§ PASSAGE PROVIDED:
▬▬▬

Architecture: Permission requests use oneshot channels for long-poll IPC. Agent sends request via Unix socket, daemon creates oneshot channel and broadcasts to dashboard via tokio::sync::broadcast. Human approves/denies in browser, decision sent back via oneshot, agent unblocks immediately. SSE endpoint uses tokio_stream::StreamExt::merge to combine two broadcast streams. Security hardening adds permissions.rs module with rate limiter, risk classifier, auto-deny/approve, and justification analyzer. All evaluated before the oneshot channel is created. Exec enforcement uses a separate PENDING_EXEC_DENY map (not shared with file PENDING_DENY) because during execve, the kernel internally opens the binary, triggering file_open LSM which would consume a shared pending entry. Network enforcement uses the same tracepoint→PENDING_MAP→LSM pattern: sys_enter_connect evaluates port-based policy and sets PENDING_NET_DENY, then LSM socket_connect consumes the entry and returns -ECONNREFUSED to block the connection.

▬▬▬

§ STATED GOAL A: Count the lines in the rows that contain the word "slope", and give only that number.
The architecture passage and the rows are unrelated to each other.

▬▬▬

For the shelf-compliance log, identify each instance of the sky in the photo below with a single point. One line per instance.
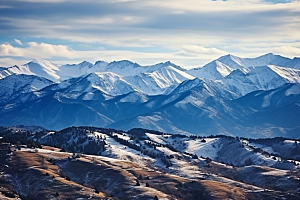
(188, 33)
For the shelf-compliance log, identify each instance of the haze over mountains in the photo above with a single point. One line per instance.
(258, 97)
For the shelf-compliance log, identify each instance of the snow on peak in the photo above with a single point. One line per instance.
(294, 90)
(43, 68)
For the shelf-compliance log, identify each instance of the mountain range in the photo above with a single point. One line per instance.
(230, 95)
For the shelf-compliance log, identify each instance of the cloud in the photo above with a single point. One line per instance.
(34, 50)
(197, 30)
(18, 42)
(287, 51)
(196, 50)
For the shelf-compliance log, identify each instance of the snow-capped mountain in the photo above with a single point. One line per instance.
(245, 75)
(16, 86)
(165, 97)
(244, 81)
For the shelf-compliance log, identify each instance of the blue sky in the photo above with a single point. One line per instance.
(189, 33)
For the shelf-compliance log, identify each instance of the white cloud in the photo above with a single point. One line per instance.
(192, 33)
(18, 41)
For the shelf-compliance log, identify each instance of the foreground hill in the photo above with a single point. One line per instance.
(97, 163)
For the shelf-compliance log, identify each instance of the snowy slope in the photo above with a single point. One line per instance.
(16, 85)
(159, 81)
(107, 82)
(214, 70)
(260, 78)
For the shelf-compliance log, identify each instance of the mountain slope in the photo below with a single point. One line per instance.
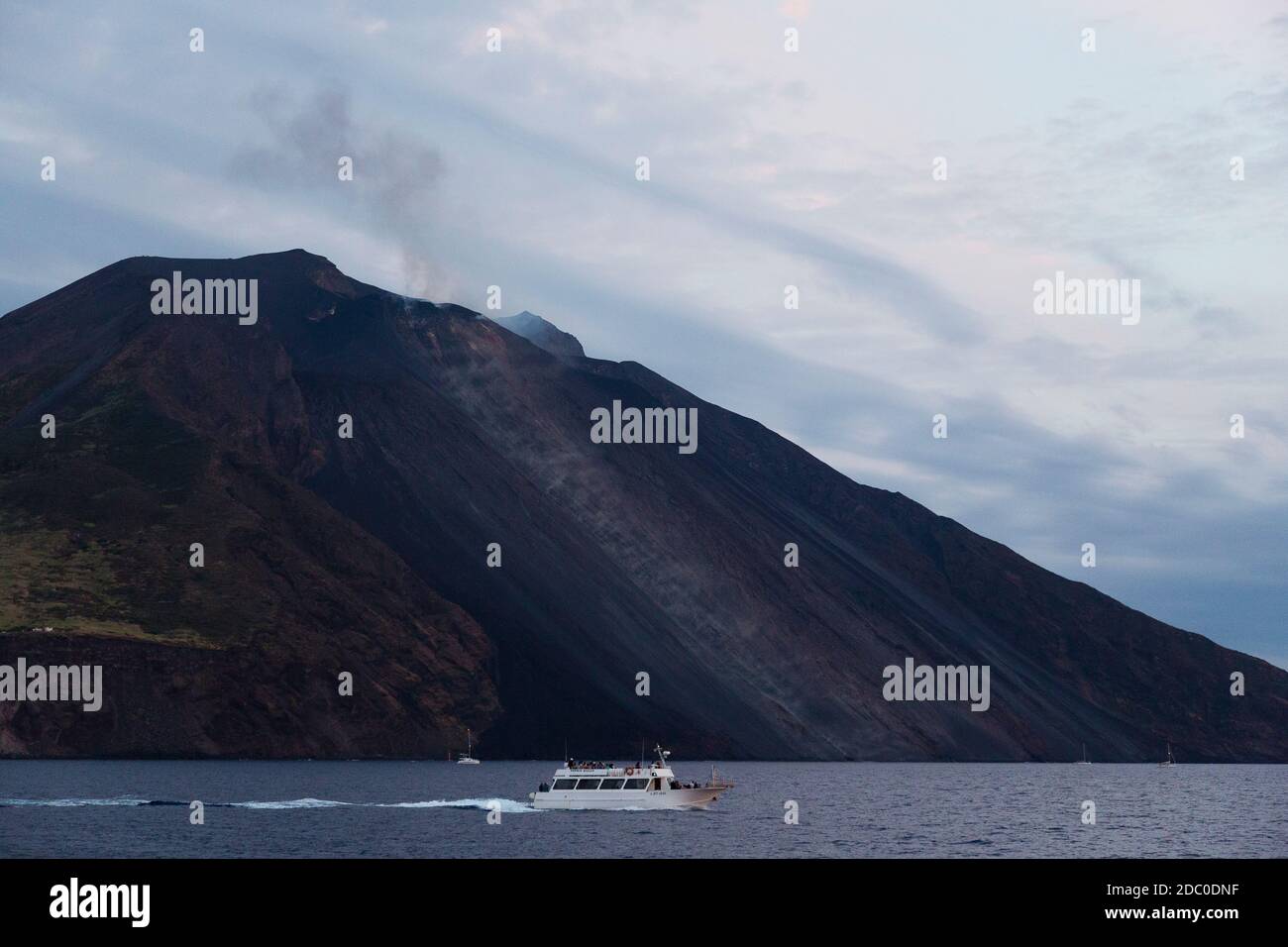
(372, 554)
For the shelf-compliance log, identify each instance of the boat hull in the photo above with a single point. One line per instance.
(627, 799)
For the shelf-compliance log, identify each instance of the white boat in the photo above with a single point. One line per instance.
(468, 757)
(579, 785)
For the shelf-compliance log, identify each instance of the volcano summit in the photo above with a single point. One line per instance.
(366, 556)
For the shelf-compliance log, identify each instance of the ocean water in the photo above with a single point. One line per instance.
(112, 808)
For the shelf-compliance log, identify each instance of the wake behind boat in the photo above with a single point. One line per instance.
(579, 785)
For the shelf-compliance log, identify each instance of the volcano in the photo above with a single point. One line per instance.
(235, 518)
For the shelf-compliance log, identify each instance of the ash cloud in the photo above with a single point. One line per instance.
(395, 174)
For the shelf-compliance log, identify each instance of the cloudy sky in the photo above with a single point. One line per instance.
(768, 169)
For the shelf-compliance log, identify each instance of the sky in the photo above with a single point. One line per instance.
(768, 167)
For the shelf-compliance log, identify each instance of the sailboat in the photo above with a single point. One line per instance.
(1170, 761)
(468, 757)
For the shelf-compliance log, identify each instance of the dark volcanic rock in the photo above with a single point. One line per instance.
(539, 331)
(369, 554)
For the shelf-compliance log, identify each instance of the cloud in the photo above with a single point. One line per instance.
(394, 172)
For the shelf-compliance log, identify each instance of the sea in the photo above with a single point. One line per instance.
(438, 809)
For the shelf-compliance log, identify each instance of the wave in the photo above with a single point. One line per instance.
(505, 805)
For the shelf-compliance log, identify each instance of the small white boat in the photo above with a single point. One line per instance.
(579, 785)
(468, 757)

▬▬▬

§ STATED GOAL B: Please name the value that, according to the architecture passage, the LSM socket_connect hook returns to block a connection.

§ RESPONSE A: 2

§ RESPONSE B: -ECONNREFUSED